> Work instructions
Write out each line beneath this one exactly as it reads.

> Records provided
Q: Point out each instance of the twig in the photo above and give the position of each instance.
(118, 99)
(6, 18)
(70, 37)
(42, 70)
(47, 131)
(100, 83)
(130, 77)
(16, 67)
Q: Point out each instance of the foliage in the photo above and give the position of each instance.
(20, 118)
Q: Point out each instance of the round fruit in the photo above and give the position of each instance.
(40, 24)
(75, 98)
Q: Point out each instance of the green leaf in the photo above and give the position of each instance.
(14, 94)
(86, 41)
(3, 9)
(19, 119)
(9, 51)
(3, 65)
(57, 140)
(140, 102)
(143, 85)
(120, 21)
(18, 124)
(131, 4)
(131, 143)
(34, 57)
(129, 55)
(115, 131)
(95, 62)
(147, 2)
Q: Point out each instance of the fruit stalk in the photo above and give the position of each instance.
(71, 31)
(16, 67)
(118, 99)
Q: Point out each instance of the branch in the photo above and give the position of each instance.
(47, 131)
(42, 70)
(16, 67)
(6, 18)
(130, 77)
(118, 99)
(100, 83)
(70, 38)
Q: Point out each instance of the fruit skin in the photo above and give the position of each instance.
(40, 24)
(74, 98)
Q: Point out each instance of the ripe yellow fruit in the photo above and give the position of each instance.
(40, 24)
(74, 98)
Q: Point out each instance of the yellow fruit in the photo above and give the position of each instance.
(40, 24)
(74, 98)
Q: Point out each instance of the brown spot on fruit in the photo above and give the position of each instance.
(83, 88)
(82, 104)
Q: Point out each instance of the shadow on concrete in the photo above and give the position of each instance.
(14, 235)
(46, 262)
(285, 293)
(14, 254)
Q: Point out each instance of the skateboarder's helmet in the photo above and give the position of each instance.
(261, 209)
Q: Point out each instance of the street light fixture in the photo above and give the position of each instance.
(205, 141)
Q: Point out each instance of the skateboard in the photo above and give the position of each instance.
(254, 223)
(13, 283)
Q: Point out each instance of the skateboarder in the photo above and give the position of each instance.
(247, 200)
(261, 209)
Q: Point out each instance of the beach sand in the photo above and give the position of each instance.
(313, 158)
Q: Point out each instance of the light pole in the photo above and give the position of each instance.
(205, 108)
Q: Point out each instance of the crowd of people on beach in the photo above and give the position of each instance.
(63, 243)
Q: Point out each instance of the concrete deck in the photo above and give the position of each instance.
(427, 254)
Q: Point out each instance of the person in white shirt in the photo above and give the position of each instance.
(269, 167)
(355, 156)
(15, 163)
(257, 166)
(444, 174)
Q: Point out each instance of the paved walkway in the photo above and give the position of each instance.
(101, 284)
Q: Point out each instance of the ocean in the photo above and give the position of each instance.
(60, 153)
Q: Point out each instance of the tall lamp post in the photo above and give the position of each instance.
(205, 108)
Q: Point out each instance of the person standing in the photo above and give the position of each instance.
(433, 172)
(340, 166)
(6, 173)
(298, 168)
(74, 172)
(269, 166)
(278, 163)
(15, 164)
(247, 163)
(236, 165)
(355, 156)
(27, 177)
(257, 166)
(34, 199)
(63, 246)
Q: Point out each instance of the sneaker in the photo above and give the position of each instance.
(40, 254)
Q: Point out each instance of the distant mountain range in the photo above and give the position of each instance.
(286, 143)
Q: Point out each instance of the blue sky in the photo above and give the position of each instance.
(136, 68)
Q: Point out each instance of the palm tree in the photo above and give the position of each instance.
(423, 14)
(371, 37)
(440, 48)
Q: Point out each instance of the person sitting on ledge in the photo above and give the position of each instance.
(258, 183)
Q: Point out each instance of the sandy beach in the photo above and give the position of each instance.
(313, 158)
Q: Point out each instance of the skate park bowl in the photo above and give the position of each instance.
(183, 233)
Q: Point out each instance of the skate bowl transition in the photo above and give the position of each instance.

> Solution
Q: Point out each instance of the twig in the photo above and give the position of each instance.
(118, 99)
(6, 18)
(70, 37)
(42, 70)
(47, 131)
(100, 83)
(130, 77)
(16, 67)
Q: Point out each instance of the foliage in the photo above and give the position of each instance.
(20, 118)
Q: Point out each instance of the round fruit in the photo above and give the position of each instance.
(40, 24)
(75, 98)
Q: Point out each instance of the green leaf in the photo above and give the position of each instance.
(14, 94)
(86, 41)
(3, 9)
(19, 119)
(9, 51)
(3, 65)
(57, 140)
(140, 102)
(143, 85)
(120, 21)
(18, 124)
(131, 4)
(131, 143)
(34, 57)
(129, 55)
(115, 131)
(95, 62)
(147, 2)
Q: Point out each instance of the fruit stalk in the photo above and give the position of each instance.
(71, 31)
(16, 67)
(118, 99)
Q: Point out each instance of the branch in the photo above and give the position of each instance.
(47, 131)
(42, 70)
(16, 67)
(6, 18)
(130, 77)
(118, 99)
(100, 83)
(70, 38)
Q: Point out each instance of the fruit skin in the photo above and give the position of each instance.
(40, 24)
(74, 98)
Q: Point out each instance of the ripe yellow fruit in the photo above and give the position of each instance.
(40, 24)
(74, 98)
Q: Point out each instance of the yellow fruit in the photo above and give the position of each instance.
(40, 24)
(74, 98)
Q: Point out each instance of the brown spot on fruit in the photo above and give the position of each instance.
(83, 88)
(82, 104)
Q: Point out each instance of the shadow on concrete in the photo above and give the position of each instance.
(14, 235)
(46, 262)
(285, 293)
(14, 254)
Q: Point out each instance of the skateboarder's helmet in the photo above and give the position of each instance.
(261, 209)
Q: Point out each instance of the street light fixture in the photo above and give the position of each instance.
(205, 141)
Q: Point out each instance of the skateboard in the photo above and give the position of each instance.
(254, 223)
(13, 283)
Q: Point out each instance of the skateboarder in the photo above and give the position of each instance.
(247, 200)
(261, 209)
Q: Point out each instance of the beach sand in the photo above and give the position of each instance.
(313, 158)
Q: Point out each instance of the light pole in the photo above and give the position of each instance.
(205, 108)
Q: Point out each instance of the crowd of people on beach in the photo above and give the position of each instance.
(63, 243)
Q: Point out each instance of the concrete deck in the photo above and give the position of each instance.
(427, 254)
Q: Point out each instance of the person in white shirt in the photo above and give the position of each instance.
(269, 167)
(355, 156)
(15, 163)
(257, 166)
(444, 174)
Q: Point out each instance of the paved walkway in the photo above and give the position of each instance.
(101, 284)
Q: Point out each instance of the ocean in the photo above and give the position of each instance.
(60, 153)
Q: Point out each instance of the tall lamp post in the photo above and give the position of each instance.
(205, 108)
Q: Point out each instance of the person standing in the photo above and give the position of each instance.
(433, 172)
(340, 166)
(6, 173)
(298, 168)
(74, 172)
(269, 166)
(278, 163)
(15, 164)
(247, 163)
(236, 165)
(355, 156)
(27, 177)
(257, 166)
(34, 199)
(63, 246)
Q: Point out each instance of the sneaker in the photo above and give the position of each instance.
(40, 254)
Q: Point out each instance of the distant mountain range in the photo above and give the position of each instance.
(286, 143)
Q: Point out each instance of the blue sky in the photo above and give the position of each instance.
(136, 68)
Q: Point out each instance of the palm tree in the photo above and give the position of each instance.
(423, 14)
(371, 37)
(440, 48)
Q: Point out each instance of the person sitting on ledge in the photo above and give the position of each instance.
(258, 183)
Q: Point out each instance of the sandy beach in the photo above and give the position of each instance.
(313, 158)
Q: Point out each instance of the skate park bowl in the photo above and give the position of each instance.
(183, 233)
Q: Point out each instance of the skate bowl transition in the photo above and give the position of each instance.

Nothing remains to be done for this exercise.